Repeat, exactly and completely, the entries shown underneath.
* START Input data *
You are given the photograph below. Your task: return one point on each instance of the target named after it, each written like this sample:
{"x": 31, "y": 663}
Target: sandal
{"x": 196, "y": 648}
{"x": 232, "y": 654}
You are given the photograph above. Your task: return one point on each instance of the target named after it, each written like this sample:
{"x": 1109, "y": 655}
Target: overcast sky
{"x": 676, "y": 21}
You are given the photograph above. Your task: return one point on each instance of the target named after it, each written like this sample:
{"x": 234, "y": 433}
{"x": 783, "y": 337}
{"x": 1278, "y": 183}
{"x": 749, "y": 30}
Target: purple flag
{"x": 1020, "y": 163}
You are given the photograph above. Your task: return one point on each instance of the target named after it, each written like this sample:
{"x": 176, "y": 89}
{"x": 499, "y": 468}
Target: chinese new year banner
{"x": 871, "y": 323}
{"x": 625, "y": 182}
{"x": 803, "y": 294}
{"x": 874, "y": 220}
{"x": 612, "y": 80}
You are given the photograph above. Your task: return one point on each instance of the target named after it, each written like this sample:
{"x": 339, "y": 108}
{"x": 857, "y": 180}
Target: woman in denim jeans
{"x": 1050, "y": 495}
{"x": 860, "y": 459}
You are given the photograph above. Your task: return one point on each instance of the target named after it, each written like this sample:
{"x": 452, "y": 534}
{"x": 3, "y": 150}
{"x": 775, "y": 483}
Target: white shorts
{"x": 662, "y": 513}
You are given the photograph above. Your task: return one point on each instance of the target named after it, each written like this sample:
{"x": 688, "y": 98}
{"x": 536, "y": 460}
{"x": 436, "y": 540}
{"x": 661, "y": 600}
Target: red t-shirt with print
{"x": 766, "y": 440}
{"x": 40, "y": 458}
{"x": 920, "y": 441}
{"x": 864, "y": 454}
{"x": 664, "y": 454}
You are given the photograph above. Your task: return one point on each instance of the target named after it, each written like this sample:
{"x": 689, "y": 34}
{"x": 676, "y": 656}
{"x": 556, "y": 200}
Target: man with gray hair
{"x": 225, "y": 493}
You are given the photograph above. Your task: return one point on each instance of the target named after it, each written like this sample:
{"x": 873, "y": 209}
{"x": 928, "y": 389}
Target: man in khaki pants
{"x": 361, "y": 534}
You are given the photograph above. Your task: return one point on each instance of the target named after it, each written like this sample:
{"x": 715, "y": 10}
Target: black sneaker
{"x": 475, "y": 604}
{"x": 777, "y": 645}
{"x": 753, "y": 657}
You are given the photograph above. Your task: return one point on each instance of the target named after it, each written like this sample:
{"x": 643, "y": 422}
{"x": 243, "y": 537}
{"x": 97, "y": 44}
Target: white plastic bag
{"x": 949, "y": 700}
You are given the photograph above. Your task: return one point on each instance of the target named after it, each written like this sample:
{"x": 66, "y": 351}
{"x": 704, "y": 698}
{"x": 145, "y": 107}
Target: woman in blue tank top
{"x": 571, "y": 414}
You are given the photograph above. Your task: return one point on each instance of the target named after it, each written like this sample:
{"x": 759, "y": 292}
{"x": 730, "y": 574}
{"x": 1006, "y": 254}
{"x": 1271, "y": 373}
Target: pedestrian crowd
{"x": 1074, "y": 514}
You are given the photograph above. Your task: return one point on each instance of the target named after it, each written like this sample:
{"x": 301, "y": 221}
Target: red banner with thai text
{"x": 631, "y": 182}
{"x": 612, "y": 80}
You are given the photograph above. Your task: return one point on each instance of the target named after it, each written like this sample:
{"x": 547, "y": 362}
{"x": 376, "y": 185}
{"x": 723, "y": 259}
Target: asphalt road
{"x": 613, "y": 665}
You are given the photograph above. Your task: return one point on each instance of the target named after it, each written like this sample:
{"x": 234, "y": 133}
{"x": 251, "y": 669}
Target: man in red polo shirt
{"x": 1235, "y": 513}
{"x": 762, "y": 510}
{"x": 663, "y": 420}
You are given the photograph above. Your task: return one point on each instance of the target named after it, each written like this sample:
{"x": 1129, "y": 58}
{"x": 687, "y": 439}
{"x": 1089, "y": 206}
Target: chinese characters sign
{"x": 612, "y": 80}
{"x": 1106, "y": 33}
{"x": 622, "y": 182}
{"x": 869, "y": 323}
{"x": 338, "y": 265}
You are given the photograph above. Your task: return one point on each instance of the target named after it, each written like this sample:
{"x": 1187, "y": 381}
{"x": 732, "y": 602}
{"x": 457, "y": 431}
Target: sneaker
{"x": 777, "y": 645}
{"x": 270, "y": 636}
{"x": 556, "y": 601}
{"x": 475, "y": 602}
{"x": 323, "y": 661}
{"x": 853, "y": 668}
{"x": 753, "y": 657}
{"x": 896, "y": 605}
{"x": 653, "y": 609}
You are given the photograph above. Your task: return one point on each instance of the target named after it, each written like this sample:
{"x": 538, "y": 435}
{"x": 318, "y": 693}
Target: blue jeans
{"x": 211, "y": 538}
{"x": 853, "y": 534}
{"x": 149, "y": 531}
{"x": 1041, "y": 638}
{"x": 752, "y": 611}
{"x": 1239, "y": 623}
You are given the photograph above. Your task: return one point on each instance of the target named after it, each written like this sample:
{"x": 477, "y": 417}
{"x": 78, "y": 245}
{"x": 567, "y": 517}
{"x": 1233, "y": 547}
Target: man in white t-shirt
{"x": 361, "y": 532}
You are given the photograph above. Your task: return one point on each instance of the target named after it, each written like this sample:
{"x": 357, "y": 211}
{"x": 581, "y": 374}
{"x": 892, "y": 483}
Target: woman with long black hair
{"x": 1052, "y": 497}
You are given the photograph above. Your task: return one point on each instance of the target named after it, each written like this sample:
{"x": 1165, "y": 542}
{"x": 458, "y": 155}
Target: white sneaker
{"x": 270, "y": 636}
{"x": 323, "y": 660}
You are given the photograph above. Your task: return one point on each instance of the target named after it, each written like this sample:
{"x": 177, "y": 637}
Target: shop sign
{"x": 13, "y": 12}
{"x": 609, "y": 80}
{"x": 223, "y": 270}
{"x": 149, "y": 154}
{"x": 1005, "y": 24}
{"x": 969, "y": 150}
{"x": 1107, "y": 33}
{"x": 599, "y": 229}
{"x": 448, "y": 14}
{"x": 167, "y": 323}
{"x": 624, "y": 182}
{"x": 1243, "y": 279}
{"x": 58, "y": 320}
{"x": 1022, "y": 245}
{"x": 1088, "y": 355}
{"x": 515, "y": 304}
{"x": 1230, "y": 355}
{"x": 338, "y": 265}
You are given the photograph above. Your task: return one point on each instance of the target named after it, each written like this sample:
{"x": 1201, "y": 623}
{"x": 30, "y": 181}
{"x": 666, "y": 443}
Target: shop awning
* END Input data *
Result ->
You are given the photograph below. Your task: return one point on each instance of the target named after it, each written like this sample:
{"x": 31, "y": 663}
Target: sandal
{"x": 196, "y": 648}
{"x": 232, "y": 654}
You are given the photograph above. Your task: return one point on each instance of the target named after it, each written like this sample:
{"x": 1109, "y": 655}
Target: overcast sky
{"x": 676, "y": 21}
You are given the photograph above. Your task: return one point on each instance of the target named after it, each written like this sample:
{"x": 234, "y": 433}
{"x": 783, "y": 337}
{"x": 1278, "y": 183}
{"x": 749, "y": 30}
Target: purple flag
{"x": 1020, "y": 163}
You are given the photograph above. Your task: return one point on each instance of the target named after it, each written like this sample:
{"x": 176, "y": 89}
{"x": 499, "y": 468}
Target: chinese new year banner
{"x": 871, "y": 323}
{"x": 625, "y": 182}
{"x": 803, "y": 294}
{"x": 874, "y": 220}
{"x": 612, "y": 80}
You are given the photograph above. Your task: return one point on each instance of the target named after it, each written like this sample:
{"x": 339, "y": 108}
{"x": 857, "y": 180}
Target: woman in denim jeans
{"x": 1050, "y": 495}
{"x": 860, "y": 459}
You are given the photograph above. Your task: return one point on each instance of the target named after it, each written like this sample:
{"x": 452, "y": 534}
{"x": 3, "y": 150}
{"x": 775, "y": 483}
Target: white shorts
{"x": 662, "y": 513}
You are given the photograph above. Your task: return one point on each instance of the target named after it, each written like this sample:
{"x": 688, "y": 98}
{"x": 536, "y": 460}
{"x": 436, "y": 540}
{"x": 661, "y": 600}
Target: red t-shirt with print
{"x": 766, "y": 440}
{"x": 40, "y": 458}
{"x": 920, "y": 441}
{"x": 864, "y": 454}
{"x": 664, "y": 454}
You are given the photograph above. Your task: return one point on each instance of the target named after it, each written like this sample:
{"x": 689, "y": 34}
{"x": 676, "y": 656}
{"x": 556, "y": 200}
Target: man with gray hair
{"x": 225, "y": 493}
You are given the photograph above. Your task: return one point on each instance of the target named after it, each written like this sample:
{"x": 873, "y": 209}
{"x": 928, "y": 389}
Target: man in khaki pants
{"x": 361, "y": 534}
You are given the photograph above. Your task: return one point on each instance of the target named after it, each written like this sample:
{"x": 715, "y": 10}
Target: black sneaker
{"x": 475, "y": 604}
{"x": 777, "y": 645}
{"x": 753, "y": 657}
You are given the photograph above. Your task: return one point on each instance of the target named after it, each written like this sample:
{"x": 643, "y": 422}
{"x": 243, "y": 537}
{"x": 97, "y": 44}
Target: white plastic bag
{"x": 949, "y": 700}
You are given the photograph above. Your task: return one point on each instance of the target named after it, each written like this sample:
{"x": 66, "y": 351}
{"x": 704, "y": 698}
{"x": 145, "y": 107}
Target: woman in blue tank top
{"x": 571, "y": 414}
You are given the photograph above. Your task: return one point on each instance of the target named after it, each written like this sample:
{"x": 759, "y": 292}
{"x": 730, "y": 574}
{"x": 1006, "y": 254}
{"x": 1271, "y": 373}
Target: pedestrian crowd
{"x": 1074, "y": 514}
You are given the photograph above. Your task: return one point on each instance of the target named after it, each written like this sample:
{"x": 301, "y": 221}
Target: red banner with thai text
{"x": 631, "y": 182}
{"x": 612, "y": 80}
You are given the photograph above. Your task: return one point on each instance of the target named after it, each written like this sample:
{"x": 547, "y": 362}
{"x": 376, "y": 185}
{"x": 723, "y": 259}
Target: asphalt road
{"x": 613, "y": 665}
You are given the photograph above. Your task: return one point on each instance of the target named after it, each written like this sample:
{"x": 234, "y": 133}
{"x": 251, "y": 669}
Target: man in red polo shirt
{"x": 1235, "y": 513}
{"x": 762, "y": 510}
{"x": 663, "y": 420}
You are given the photograph above. Your task: return one point on each instance of the target named after it, each written like this sample:
{"x": 1129, "y": 58}
{"x": 687, "y": 439}
{"x": 1089, "y": 206}
Target: chinese characters sign
{"x": 612, "y": 80}
{"x": 1106, "y": 33}
{"x": 622, "y": 182}
{"x": 869, "y": 323}
{"x": 338, "y": 265}
You are given the photograph above. Your task: return one point on each instance of the target named after it, each written like this sample:
{"x": 1187, "y": 381}
{"x": 732, "y": 602}
{"x": 457, "y": 431}
Target: sneaker
{"x": 777, "y": 645}
{"x": 270, "y": 636}
{"x": 556, "y": 601}
{"x": 475, "y": 602}
{"x": 323, "y": 661}
{"x": 853, "y": 668}
{"x": 753, "y": 657}
{"x": 896, "y": 605}
{"x": 653, "y": 609}
You are given the photograph above. Your task: return one point on each instance of the target named after it, each written like this sample:
{"x": 538, "y": 435}
{"x": 318, "y": 693}
Target: blue jeans
{"x": 211, "y": 538}
{"x": 853, "y": 534}
{"x": 149, "y": 531}
{"x": 1041, "y": 638}
{"x": 752, "y": 611}
{"x": 1239, "y": 623}
You are given the photograph above. Your task: return one point on each instance of the target named after it, each written like this sample:
{"x": 477, "y": 417}
{"x": 78, "y": 245}
{"x": 567, "y": 517}
{"x": 1233, "y": 547}
Target: man in white t-shirt
{"x": 361, "y": 532}
You are given the photograph above. Your task: return one point on each instance of the target named after it, each written like this sample:
{"x": 357, "y": 211}
{"x": 581, "y": 374}
{"x": 892, "y": 483}
Target: woman with long black hair
{"x": 1052, "y": 497}
You are given the photograph above. Your task: return one point on each instance of the target named after it, each written like this sample:
{"x": 1165, "y": 542}
{"x": 458, "y": 155}
Target: white sneaker
{"x": 270, "y": 636}
{"x": 323, "y": 660}
You are given the photograph above. Your task: return one point on each instance of the target named after it, each written like this sample:
{"x": 177, "y": 637}
Target: shop sign
{"x": 13, "y": 12}
{"x": 609, "y": 80}
{"x": 223, "y": 270}
{"x": 149, "y": 154}
{"x": 1005, "y": 24}
{"x": 969, "y": 150}
{"x": 1107, "y": 33}
{"x": 599, "y": 229}
{"x": 448, "y": 14}
{"x": 167, "y": 323}
{"x": 624, "y": 182}
{"x": 1243, "y": 279}
{"x": 58, "y": 320}
{"x": 1022, "y": 245}
{"x": 1088, "y": 355}
{"x": 515, "y": 304}
{"x": 1230, "y": 355}
{"x": 338, "y": 265}
You are given the photograph above. Your task: return one point on each instance of the target named after it, each written like this sample:
{"x": 1201, "y": 623}
{"x": 30, "y": 181}
{"x": 666, "y": 443}
Target: shop awning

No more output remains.